* _WHAT TO WORK ON_: Reproduce verbatim every line from the one that includes "Where can the mowed" to the closing line of the entries; omit everything before it.

[Some records]
▼

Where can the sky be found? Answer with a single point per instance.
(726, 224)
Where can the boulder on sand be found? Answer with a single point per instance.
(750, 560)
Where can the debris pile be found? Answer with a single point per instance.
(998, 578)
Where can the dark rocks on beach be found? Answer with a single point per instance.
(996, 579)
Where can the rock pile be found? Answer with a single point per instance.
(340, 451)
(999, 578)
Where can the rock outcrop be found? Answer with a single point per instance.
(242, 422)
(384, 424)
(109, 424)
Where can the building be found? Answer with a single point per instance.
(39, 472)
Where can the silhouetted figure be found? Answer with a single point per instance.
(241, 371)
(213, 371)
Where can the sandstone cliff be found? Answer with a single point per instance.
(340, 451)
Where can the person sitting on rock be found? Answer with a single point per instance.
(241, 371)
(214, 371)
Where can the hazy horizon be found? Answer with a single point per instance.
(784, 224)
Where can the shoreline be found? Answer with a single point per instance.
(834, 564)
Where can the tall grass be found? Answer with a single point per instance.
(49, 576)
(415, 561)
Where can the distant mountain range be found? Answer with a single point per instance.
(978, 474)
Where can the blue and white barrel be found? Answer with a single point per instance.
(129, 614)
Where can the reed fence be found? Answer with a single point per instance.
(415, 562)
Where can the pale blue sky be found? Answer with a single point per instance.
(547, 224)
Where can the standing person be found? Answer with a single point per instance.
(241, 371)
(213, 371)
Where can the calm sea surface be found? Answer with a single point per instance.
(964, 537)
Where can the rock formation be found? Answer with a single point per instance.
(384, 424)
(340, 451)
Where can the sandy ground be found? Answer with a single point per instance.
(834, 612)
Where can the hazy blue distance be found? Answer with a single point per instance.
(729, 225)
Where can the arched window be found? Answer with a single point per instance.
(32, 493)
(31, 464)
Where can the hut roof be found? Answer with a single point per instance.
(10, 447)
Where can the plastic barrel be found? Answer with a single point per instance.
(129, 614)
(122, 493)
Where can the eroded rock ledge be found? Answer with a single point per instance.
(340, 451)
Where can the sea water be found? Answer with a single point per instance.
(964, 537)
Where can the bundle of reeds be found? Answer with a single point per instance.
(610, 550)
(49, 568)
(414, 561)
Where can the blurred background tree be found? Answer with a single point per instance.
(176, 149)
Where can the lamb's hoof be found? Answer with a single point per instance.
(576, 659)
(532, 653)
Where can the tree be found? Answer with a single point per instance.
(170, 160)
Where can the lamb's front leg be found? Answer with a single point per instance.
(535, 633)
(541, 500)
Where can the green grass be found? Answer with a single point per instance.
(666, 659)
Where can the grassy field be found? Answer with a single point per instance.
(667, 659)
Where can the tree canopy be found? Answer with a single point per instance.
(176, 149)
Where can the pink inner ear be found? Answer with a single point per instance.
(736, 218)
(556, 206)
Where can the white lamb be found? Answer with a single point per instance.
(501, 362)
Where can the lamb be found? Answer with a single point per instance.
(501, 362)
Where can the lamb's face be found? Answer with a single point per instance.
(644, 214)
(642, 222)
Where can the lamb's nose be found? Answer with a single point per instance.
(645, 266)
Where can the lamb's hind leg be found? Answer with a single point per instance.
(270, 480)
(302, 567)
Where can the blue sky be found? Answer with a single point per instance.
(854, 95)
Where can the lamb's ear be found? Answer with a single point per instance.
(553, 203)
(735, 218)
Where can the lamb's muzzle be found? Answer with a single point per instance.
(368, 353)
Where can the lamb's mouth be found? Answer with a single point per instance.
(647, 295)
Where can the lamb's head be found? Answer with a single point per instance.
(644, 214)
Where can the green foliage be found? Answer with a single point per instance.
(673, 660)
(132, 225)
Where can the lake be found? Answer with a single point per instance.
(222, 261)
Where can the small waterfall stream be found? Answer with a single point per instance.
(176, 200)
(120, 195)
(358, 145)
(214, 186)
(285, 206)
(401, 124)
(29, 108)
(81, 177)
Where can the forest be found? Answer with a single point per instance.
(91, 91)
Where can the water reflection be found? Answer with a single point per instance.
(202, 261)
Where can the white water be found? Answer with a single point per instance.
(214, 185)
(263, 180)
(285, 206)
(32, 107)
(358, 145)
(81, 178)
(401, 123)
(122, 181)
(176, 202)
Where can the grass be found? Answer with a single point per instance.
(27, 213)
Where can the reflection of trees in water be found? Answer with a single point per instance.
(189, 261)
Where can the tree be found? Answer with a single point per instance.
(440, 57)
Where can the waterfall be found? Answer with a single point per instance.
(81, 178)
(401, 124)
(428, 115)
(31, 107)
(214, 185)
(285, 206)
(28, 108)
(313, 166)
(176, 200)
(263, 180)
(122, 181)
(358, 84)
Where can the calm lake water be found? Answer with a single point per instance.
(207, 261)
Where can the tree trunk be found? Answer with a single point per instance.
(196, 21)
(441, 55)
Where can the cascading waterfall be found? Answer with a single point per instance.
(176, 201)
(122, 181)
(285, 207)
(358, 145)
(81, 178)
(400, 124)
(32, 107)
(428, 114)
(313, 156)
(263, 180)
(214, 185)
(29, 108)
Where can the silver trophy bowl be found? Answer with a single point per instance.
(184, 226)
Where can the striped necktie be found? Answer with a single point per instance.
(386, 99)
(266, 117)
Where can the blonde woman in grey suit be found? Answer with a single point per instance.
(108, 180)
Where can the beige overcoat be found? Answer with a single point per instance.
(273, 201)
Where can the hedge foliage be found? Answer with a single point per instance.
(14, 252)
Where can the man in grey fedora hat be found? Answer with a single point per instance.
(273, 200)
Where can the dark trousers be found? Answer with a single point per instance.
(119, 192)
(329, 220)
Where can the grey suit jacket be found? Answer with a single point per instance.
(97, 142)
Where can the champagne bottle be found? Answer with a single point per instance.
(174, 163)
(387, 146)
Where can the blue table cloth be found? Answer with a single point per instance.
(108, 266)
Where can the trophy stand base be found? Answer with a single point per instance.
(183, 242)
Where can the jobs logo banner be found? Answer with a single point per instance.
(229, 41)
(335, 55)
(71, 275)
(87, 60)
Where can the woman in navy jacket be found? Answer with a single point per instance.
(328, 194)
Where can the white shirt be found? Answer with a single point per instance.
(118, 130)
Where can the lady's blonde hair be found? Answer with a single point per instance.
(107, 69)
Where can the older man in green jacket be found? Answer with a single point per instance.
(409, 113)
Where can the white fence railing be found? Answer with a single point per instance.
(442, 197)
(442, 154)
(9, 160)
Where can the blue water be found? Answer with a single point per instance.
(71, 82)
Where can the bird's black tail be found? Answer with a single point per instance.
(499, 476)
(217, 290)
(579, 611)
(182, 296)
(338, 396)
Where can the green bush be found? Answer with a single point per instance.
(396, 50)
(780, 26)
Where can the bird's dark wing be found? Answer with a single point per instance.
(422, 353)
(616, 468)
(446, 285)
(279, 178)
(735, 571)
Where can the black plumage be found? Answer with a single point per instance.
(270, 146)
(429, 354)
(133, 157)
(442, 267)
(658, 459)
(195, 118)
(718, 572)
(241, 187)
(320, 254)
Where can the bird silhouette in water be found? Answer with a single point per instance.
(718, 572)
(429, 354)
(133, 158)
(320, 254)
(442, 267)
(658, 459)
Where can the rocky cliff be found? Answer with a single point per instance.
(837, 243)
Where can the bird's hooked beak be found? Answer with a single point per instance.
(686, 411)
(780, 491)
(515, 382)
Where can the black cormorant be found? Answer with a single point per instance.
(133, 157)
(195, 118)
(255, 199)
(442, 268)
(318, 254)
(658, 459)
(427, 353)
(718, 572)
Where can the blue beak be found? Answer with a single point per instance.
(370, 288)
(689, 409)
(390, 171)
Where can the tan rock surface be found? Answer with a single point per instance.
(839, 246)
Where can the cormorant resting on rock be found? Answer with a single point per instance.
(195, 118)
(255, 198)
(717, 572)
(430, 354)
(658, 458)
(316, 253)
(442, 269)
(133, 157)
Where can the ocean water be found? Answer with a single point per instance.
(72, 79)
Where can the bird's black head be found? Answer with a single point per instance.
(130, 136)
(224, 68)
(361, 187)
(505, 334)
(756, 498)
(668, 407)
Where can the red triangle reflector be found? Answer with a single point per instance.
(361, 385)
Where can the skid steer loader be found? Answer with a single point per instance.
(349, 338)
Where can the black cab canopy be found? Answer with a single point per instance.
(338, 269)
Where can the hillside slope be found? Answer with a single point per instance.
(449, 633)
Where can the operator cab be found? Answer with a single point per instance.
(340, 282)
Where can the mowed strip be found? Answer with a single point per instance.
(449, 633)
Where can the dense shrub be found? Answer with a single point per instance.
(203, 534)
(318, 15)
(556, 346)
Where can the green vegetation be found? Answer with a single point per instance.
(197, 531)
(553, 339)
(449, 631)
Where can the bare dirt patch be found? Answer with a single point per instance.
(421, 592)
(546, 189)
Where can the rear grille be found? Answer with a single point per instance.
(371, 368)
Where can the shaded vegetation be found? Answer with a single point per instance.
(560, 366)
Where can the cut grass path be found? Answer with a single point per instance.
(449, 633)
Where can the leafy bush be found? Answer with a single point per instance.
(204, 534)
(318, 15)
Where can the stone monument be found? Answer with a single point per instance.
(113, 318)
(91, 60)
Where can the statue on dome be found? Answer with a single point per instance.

▲

* _RESULT_:
Where can the mowed strip be found? Answer with a single point per instance.
(449, 633)
Where can the dense shrub be found? Answer with a single point per instance.
(203, 534)
(318, 15)
(556, 346)
Where can the green vegetation be found? Answer with a single point per instance.
(197, 531)
(553, 339)
(449, 631)
Where can the bare dirt patch be found? Answer with a single point per instance.
(421, 592)
(546, 189)
Where can the rear grille be found? Answer with a single point per instance.
(371, 368)
Where can the shaded vegetation be found? Answer with a single point per instance.
(560, 366)
Where can the cut grass path be found? Answer with a single point per instance.
(449, 633)
Where can the leafy bush be found? Answer with a single point per instance.
(204, 534)
(318, 15)
Where can the stone monument be found? Answer with a single point per instance.
(113, 318)
(91, 60)
Where can the statue on dome be found? Answer with a single point per instance.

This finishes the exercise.